* WORK ITEM A:
Would you print, word for word, the stretch of the Hurricane Katrina passage running from "Ten years ago" to "estimates were terrifying."?
* WORK ITEM B:
Can you carry on the Hurricane Katrina passage, picking up after its last sentence?

*** SOURCE EXTRACT Section Begins ***

Ten years ago this week, Hurricane Katrina swept over the Gulf Coast and shredded communities from Louisiana to Florida. Emergency response to the crisis was badly bungled, and the post-storm recovery has had some unexpected effects on the area. As one of the costliest disasters in American history, Hurricane Katrina revealed quite a lot about our priorities, and how American society does—and doesn’t—work. The decade after the storm, as New Orleans and its surroundings have worked to rebuild, reveals even more.
Katrina made landfall in southeastern Louisiana on August 29th, as either a Category 2, 3, or 4 storm, depending on who you ask. Power failed in New Orleans almost immediately, so on-the-ground measurements of rainfall and wind velocity were mostly guesswork. Considering that a Category 2 storm sustains winds of between 96 and 110 mph, even the low estimates were terrifying.
For perspective, imagine yourself blasting down the freeway at double the posted speed limit. Now, without slowing, toss a wheelbarrow full of roofing tiles out the window at pedestrians and spray them down with a fire hose as you drive past. That's what was headed for New Orleans in 2005, except it was 150 miles across.

*** SOURCE EXTRACT Section Ends ***
*** INFORMATION SHOWN Section Begins ***

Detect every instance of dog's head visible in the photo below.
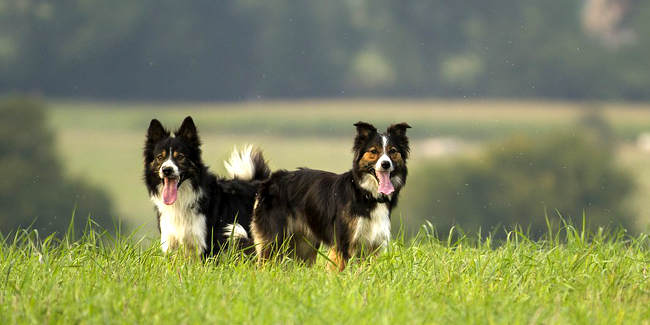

*** INFORMATION SHOWN Section Ends ***

* WRITTEN ANSWER A:
Ten years ago this week, Hurricane Katrina swept over the Gulf Coast and shredded communities from Louisiana to Florida. Emergency response to the crisis was badly bungled, and the post-storm recovery has had some unexpected effects on the area. As one of the costliest disasters in American history, Hurricane Katrina revealed quite a lot about our priorities, and how American society does—and doesn’t—work. The decade after the storm, as New Orleans and its surroundings have worked to rebuild, reveals even more.
Katrina made landfall in southeastern Louisiana on August 29th, as either a Category 2, 3, or 4 storm, depending on who you ask. Power failed in New Orleans almost immediately, so on-the-ground measurements of rainfall and wind velocity were mostly guesswork. Considering that a Category 2 storm sustains winds of between 96 and 110 mph, even the low estimates were terrifying.

* WRITTEN ANSWER B:
The storm dropped 15 inches of rain on parts of the state, an amount equal to the average annual rainfall in Montana. Much of the rain fell on already-waterlogged wetlands in the Mississippi delta and over a series of lakes, notably Lake Pontchartrain. The U.S. Army Corps of Engineers, which had been responsible for strengthening the levees around the lake, stopped work on the project in 2003, as 80 percent of its budget was cut to defray the cost of the Iraq invasion.
Unsurprisingly, the levees tore loose under the pressure of the extra water. This, combined with a 13- to 16-foot storm surge, flooded the city of New Orleans. The city's unique bowl-shaped topography didn't help, as the floodwaters had nowhere to drain once they overtopped the levees. As a result, around 80 percent of the city sat under several feet of stagnant water for days.
Immediately after Katrina hit, New Orleans resembled a wet tropical Stalingrad. Most neighborhoods were reduced to waterlogged rubble, with whole blocks swept away where the water had picked up some momentum. Oil barrels and countless gallons of God-knows-what had tipped into the water, coating every surface in sticky toxic residue. Bodies were floating in standing pools, buried under smashed buildings, and lying in the street to be eaten by the tens of thousands of rats driven up out of the sewer.
About 1,500 New Orleans residents were dead, and recovery of the bodies was so slow that many of the people who died in the heavily damaged east side of the city decomposed to the point they could only be identified by dental records.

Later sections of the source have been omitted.